Work to complete: Rewrite the entries below, starting with the line that contains "Indicate the brown" and going on through the end of the entries, requests included. Shift every coordinate in the answers by -21 and leave all other numbers as they are.

Entries provided:
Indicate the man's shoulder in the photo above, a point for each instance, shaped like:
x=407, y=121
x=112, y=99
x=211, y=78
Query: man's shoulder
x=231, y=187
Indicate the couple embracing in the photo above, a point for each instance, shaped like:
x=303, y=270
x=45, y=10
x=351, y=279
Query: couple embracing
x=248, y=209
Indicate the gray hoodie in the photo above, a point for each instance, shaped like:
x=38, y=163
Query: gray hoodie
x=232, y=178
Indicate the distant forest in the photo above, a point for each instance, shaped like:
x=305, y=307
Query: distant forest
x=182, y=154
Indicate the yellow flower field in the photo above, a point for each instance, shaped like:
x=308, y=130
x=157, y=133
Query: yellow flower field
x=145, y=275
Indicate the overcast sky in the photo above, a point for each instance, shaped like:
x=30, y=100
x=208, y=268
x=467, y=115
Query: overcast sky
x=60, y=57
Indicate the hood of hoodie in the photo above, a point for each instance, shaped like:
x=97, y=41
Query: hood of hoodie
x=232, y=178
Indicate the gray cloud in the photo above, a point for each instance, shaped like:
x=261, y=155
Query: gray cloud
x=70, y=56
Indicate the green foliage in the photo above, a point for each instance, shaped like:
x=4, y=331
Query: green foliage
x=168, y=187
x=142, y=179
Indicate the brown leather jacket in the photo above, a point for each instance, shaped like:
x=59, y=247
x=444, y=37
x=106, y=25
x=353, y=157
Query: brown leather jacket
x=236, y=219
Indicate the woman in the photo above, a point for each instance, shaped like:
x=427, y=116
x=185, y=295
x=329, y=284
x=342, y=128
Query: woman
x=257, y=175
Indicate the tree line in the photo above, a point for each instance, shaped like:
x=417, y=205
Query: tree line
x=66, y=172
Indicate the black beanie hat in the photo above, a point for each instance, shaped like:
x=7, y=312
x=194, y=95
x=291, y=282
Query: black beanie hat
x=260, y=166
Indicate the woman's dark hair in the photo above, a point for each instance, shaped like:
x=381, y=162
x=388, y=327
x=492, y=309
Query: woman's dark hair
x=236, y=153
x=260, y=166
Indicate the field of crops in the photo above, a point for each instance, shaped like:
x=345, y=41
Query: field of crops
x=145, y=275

Task answer:
Indicate the brown leather jacket in the photo above, a point for each instance, shaped like:
x=59, y=247
x=444, y=37
x=106, y=25
x=353, y=157
Query: brown leather jacket
x=215, y=198
Indicate the woman in the photo above, a point for each instance, shaped like:
x=427, y=116
x=185, y=295
x=329, y=284
x=342, y=128
Query: woman
x=236, y=154
Indicate the tree line in the photo above, a point for each instance, shaped like:
x=417, y=205
Query: tree line
x=45, y=151
Indicate the black beanie hat in the photo above, a point for each instance, shaped like:
x=7, y=312
x=194, y=95
x=291, y=282
Query: black beanie hat
x=239, y=145
Indicate the woman's dark hair in the photo above, a point for each instance, shaped like:
x=381, y=162
x=388, y=327
x=492, y=309
Query: woman's dark hair
x=215, y=132
x=239, y=145
Indicate the field of crops in the photo above, a point for each instance, shaped like:
x=345, y=41
Query: field of crops
x=124, y=254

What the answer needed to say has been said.